### Work to complete
When a line in the records contains the string "instance", copy that line.

### Task data
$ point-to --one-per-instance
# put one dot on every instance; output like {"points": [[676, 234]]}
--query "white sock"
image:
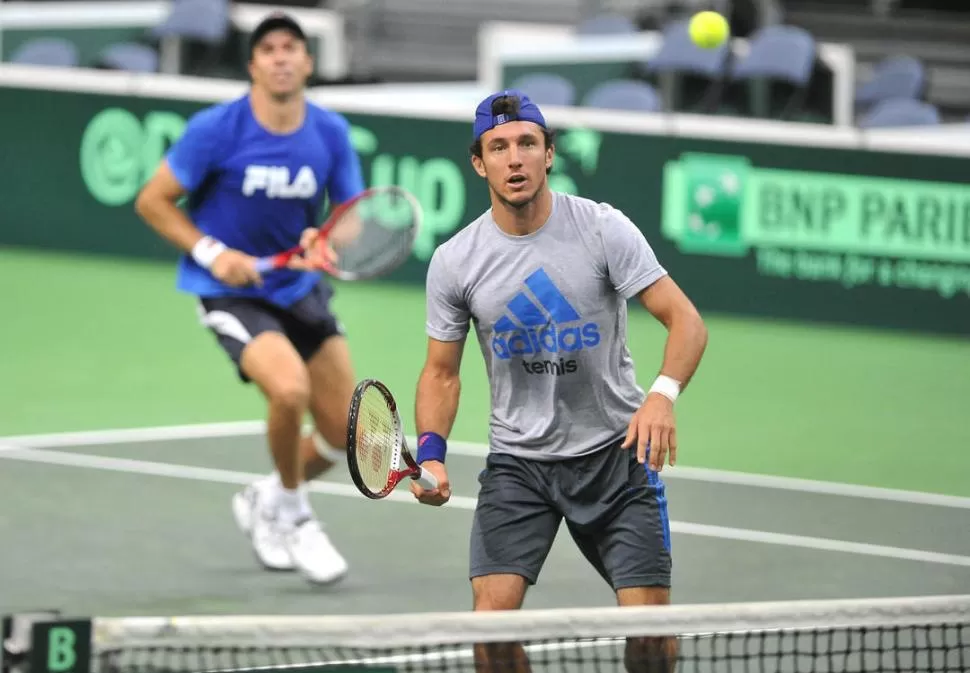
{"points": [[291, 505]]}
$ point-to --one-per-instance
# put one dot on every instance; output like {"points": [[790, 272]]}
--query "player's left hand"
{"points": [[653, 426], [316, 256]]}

### Written solution
$ point-to --one-per-instance
# put one dot on every instance; output like {"points": [[676, 234]]}
$ point-to --one-per-instance
# put one dot on every instance; output like {"points": [[790, 272]]}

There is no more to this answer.